*** INFORMATION ***
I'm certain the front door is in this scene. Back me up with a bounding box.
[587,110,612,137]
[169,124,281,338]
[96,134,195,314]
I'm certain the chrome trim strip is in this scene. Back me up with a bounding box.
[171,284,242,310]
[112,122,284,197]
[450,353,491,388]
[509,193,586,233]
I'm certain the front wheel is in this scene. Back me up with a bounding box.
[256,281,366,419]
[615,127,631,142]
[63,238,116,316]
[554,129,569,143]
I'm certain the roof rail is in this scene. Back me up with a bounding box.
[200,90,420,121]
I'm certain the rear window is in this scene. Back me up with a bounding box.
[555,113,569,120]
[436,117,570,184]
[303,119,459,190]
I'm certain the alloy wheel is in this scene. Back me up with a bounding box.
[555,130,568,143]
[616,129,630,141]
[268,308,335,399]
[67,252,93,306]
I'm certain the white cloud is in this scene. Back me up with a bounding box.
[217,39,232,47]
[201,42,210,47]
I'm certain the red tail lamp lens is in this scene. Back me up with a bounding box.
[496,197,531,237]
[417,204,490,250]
*** End of INFORMATION ***
### EXERCISE DETAILS
Copy out, word for word, only the lines from the one with "I'm certain the chrome" through the last line of the material above.

### RESPONSE TO THIS TASK
I'm certain the chrome trim strip is in this scene. Back me up with a bounding box.
[171,284,242,310]
[112,122,284,197]
[450,353,491,388]
[509,193,586,233]
I'm certain the front wheel is in this scene. Back me up with a bounding box.
[256,281,366,419]
[615,127,631,142]
[63,238,116,316]
[554,129,569,143]
I'm certain the roof rail is in this scene. Back me up with a bounding box.
[200,90,420,121]
I'm certain the rear window is in this scene. Back me up with a bounding box.
[555,113,569,120]
[436,117,570,184]
[303,119,459,190]
I'm certain the alloy wheel is in this scene. Back me up with a bounding box.
[555,130,568,143]
[616,129,630,141]
[268,308,335,399]
[67,252,93,306]
I'm certain the white cloud is in this scene. Back me up with a bounding box.
[217,39,232,47]
[201,42,210,47]
I'm certain the red tail lamp lens is in this scene. Back me up with a bounding box.
[496,197,531,237]
[417,204,490,250]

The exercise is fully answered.